**What this task involves**
Write out the records, everything from the line containing "In this exercise you will locate the bandana" down to the line containing "point(117, 338)", both ends included, as a two-column CSV headed request and answer. Give one row per record, with its text and its answer each in a single quoted field and line breaks turned into spaces.

**Listing**

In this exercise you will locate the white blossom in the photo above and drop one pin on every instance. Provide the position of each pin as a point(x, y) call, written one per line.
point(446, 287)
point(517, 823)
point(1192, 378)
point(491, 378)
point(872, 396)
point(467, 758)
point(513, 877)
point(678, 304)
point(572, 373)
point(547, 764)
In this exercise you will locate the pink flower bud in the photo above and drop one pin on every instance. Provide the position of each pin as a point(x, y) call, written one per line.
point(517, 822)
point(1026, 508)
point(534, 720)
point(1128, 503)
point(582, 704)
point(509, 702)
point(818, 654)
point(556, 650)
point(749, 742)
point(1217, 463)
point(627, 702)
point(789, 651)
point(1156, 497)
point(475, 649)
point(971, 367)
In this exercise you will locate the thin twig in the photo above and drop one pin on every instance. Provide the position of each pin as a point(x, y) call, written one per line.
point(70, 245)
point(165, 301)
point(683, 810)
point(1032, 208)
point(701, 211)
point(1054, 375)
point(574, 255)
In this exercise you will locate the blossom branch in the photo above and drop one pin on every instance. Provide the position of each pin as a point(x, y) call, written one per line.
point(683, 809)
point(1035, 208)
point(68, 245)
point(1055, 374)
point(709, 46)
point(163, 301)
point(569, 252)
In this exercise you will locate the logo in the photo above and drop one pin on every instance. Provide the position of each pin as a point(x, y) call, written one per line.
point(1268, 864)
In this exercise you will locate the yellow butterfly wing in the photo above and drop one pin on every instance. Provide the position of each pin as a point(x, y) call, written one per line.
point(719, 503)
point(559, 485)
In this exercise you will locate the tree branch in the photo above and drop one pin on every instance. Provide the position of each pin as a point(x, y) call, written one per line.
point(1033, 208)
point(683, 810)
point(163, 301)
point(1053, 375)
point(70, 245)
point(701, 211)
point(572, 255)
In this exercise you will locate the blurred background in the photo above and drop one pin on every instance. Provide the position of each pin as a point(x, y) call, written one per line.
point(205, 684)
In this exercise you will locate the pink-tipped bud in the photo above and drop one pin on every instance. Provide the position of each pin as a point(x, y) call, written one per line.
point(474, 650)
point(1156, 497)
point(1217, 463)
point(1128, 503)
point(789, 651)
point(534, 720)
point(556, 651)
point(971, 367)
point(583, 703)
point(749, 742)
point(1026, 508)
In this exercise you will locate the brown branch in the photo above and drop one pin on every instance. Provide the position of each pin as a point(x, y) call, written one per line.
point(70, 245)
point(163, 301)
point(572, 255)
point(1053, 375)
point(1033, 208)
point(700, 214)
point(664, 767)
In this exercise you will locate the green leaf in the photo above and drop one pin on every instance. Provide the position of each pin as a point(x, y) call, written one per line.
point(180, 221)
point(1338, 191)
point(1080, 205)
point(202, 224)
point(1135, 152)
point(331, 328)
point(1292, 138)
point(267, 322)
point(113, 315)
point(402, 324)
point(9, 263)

* * *

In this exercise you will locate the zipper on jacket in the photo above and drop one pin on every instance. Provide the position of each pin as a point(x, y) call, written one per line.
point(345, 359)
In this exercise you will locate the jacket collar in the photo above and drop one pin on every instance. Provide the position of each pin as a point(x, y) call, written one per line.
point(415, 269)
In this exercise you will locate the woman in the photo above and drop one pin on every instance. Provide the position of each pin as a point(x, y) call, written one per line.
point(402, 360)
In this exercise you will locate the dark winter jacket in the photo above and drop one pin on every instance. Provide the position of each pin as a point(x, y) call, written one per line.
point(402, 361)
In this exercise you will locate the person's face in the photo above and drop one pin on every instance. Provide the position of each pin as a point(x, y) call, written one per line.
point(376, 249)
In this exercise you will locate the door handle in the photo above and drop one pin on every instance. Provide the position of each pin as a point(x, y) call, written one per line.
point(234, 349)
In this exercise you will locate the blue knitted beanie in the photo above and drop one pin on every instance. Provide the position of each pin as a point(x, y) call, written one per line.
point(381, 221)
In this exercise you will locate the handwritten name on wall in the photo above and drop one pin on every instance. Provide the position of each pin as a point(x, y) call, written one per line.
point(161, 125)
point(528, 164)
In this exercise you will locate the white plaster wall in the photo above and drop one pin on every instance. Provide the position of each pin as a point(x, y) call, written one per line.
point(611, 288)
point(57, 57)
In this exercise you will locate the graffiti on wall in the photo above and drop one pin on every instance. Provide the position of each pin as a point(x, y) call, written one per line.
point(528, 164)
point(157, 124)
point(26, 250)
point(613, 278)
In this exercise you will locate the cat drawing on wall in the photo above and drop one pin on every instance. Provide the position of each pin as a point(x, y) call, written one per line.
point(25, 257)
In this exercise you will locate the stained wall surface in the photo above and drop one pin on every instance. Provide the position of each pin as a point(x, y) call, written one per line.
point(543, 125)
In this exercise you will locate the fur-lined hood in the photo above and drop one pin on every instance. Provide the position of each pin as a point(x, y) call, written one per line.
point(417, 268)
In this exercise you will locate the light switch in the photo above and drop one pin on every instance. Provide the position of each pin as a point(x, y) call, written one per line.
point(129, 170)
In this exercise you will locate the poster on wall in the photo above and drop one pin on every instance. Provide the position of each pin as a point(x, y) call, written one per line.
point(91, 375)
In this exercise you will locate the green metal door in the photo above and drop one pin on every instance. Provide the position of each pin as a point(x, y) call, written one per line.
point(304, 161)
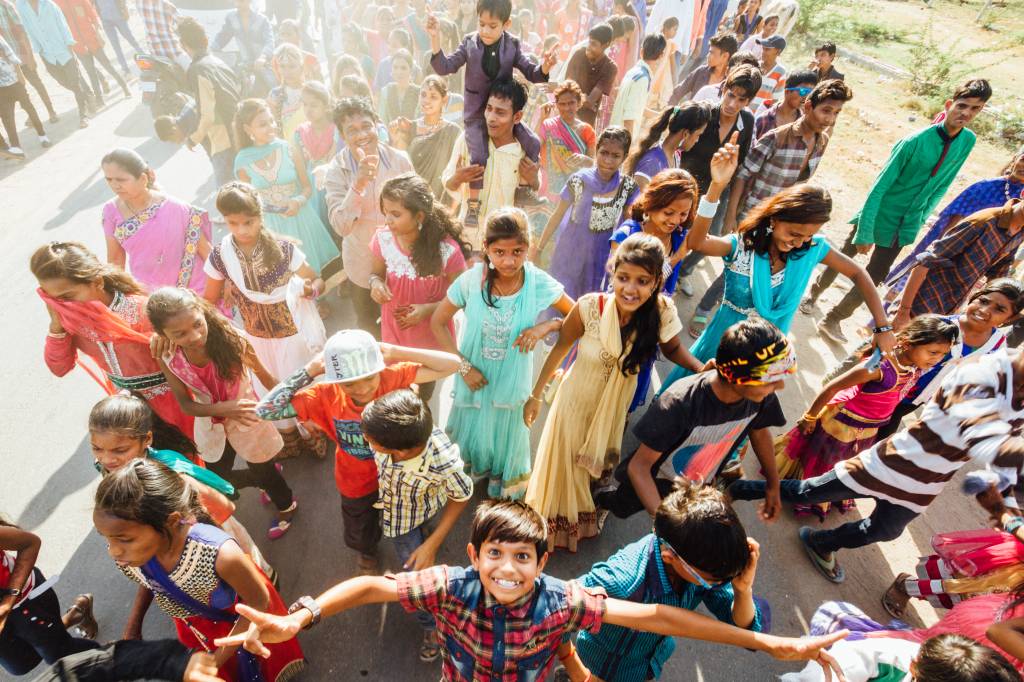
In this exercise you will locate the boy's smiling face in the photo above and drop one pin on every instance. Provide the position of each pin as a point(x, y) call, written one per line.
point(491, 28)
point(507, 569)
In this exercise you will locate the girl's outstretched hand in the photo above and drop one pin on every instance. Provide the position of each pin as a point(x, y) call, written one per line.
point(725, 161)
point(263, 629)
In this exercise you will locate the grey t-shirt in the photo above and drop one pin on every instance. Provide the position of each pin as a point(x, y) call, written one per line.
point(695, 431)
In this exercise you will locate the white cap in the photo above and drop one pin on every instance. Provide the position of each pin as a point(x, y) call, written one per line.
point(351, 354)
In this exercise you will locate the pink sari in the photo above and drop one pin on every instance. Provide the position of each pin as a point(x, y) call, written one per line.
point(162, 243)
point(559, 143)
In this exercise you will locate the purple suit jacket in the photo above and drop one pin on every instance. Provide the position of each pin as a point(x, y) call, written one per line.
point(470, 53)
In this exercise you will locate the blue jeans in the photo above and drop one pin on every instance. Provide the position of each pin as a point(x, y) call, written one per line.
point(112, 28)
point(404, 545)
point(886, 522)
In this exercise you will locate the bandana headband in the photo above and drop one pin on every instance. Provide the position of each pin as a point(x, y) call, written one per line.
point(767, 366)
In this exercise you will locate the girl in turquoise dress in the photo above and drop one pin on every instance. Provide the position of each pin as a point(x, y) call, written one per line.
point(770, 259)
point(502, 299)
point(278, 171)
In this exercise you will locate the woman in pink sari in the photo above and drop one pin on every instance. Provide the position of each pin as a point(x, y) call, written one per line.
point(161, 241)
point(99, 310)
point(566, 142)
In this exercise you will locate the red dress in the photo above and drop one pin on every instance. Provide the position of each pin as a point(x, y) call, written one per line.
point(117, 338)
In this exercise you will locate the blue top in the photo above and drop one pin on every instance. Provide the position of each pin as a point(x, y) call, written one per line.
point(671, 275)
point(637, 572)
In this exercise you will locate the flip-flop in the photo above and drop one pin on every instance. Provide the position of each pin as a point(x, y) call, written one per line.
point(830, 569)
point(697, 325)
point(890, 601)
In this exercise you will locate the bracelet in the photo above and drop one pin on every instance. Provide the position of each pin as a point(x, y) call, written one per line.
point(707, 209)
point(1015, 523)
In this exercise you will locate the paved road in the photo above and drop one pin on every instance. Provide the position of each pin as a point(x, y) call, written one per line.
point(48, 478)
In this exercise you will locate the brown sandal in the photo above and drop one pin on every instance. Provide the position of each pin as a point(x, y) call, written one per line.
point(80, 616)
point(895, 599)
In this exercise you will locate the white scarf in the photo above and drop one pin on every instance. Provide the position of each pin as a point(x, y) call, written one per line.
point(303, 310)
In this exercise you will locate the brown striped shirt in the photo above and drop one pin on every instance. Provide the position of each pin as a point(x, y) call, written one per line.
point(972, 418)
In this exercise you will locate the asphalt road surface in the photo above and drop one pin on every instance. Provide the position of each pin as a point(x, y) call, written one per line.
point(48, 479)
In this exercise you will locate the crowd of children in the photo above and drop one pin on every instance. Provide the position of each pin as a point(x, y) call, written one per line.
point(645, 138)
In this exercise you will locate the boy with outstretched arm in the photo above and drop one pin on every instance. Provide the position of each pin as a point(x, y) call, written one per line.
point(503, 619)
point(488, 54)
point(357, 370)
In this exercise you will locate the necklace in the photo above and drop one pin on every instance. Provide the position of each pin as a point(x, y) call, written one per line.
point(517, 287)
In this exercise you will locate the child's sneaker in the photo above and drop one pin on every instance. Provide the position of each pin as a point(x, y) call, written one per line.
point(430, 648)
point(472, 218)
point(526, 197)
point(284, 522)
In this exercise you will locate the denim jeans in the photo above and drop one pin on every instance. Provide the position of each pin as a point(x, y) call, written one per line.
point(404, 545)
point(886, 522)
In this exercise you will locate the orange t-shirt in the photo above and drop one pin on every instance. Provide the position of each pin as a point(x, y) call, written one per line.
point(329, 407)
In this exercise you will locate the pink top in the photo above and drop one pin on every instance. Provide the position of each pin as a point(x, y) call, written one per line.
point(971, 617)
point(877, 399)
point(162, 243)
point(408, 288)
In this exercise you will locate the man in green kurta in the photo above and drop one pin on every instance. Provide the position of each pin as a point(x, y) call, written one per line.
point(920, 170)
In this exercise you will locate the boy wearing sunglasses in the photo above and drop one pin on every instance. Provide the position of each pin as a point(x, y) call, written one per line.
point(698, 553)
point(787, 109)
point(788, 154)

--

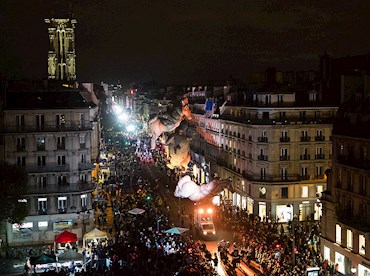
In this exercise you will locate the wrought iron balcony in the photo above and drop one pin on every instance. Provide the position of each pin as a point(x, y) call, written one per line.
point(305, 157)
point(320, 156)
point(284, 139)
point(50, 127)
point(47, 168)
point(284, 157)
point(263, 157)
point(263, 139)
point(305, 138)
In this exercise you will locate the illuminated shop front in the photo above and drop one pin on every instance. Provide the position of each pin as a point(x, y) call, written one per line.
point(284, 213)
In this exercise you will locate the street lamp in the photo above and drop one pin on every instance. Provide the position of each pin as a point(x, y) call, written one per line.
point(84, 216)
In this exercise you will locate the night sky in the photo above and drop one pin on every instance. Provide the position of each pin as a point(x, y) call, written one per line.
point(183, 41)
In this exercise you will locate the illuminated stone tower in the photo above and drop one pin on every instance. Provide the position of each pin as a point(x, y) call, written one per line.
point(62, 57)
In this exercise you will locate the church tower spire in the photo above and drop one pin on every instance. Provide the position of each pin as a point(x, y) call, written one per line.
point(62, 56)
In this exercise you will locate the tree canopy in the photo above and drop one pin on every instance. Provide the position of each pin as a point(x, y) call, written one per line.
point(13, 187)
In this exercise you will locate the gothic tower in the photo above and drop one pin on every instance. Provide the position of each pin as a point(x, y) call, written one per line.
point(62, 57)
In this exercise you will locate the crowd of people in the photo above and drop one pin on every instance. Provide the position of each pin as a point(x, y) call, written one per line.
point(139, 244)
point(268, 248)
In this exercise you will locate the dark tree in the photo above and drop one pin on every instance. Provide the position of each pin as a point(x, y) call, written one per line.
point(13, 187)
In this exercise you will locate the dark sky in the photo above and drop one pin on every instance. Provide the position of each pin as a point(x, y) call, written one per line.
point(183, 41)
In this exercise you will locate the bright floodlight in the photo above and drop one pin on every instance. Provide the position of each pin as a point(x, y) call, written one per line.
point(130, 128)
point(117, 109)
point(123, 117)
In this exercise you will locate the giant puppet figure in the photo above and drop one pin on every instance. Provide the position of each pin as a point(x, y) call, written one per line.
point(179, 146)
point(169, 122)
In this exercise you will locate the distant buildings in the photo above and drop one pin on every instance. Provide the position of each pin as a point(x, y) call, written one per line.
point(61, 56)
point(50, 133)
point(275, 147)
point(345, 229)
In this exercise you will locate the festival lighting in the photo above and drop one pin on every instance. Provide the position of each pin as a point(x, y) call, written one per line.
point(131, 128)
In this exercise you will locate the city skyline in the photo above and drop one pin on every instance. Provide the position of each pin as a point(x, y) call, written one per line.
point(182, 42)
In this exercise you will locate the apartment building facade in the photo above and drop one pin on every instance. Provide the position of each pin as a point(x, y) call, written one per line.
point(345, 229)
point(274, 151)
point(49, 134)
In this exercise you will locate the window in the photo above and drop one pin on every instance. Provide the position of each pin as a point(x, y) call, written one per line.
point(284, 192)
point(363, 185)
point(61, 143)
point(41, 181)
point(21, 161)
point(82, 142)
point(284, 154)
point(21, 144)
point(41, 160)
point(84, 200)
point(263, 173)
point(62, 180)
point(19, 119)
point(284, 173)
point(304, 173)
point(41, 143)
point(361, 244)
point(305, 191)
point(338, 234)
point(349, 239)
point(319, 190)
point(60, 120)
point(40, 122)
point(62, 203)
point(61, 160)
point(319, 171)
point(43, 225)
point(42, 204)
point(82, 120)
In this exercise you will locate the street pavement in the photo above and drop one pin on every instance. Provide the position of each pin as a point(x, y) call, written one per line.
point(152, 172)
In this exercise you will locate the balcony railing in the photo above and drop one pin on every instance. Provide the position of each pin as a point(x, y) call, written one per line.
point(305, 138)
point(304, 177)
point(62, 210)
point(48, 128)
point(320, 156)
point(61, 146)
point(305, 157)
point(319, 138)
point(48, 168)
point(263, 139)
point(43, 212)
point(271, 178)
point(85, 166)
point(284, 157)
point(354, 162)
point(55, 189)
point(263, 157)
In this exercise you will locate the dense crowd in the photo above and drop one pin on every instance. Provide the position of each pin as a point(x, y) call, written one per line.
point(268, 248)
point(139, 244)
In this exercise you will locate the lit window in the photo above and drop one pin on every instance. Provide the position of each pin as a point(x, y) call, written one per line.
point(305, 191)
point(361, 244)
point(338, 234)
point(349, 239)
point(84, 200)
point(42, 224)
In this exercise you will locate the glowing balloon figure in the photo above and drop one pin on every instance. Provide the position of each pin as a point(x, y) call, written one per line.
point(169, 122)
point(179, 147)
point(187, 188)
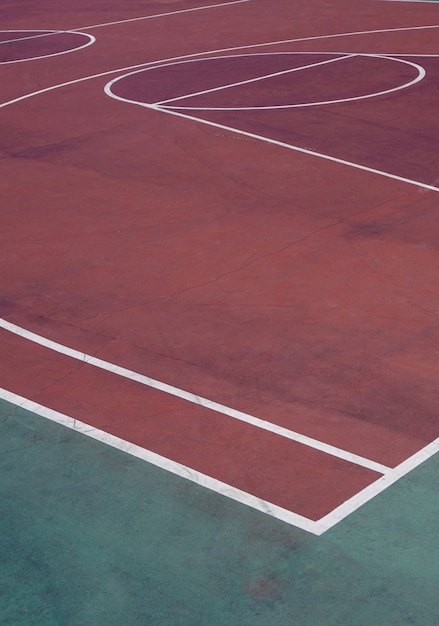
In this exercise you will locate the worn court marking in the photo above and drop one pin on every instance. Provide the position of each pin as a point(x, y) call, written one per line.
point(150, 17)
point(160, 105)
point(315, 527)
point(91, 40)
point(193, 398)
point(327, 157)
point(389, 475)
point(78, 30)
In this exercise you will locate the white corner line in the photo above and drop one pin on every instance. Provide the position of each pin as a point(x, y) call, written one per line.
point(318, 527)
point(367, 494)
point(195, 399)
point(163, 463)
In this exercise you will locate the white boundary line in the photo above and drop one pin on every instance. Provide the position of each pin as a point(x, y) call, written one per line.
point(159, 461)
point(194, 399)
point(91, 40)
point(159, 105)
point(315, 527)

**Exercise answer**
request,answer
"In this exercise you will locate the bandana headband in the photo above and drop one pin on every instance. Provide the position of each pin as a point(x, y) call, written one per line.","point(767, 366)"
"In this exercise you will locate the girl in turquoise dress in the photo above and drop one pin on every instance. Provide the position of each pin as a point(x, y) call, written one per line.","point(770, 259) point(502, 299) point(278, 171)"
"In this exercise you will locate the woman in pink sari in the photo above and drop one pin on every instance. Provide the position of each pin as a point(x, y) call, written one per line.","point(161, 241) point(99, 310) point(566, 142)"
"In this exercise you will locate the red dress in the photo above and drop one pin on every instance. Provide the position of each pin as a point(x, y) call, written one per line.","point(117, 338)"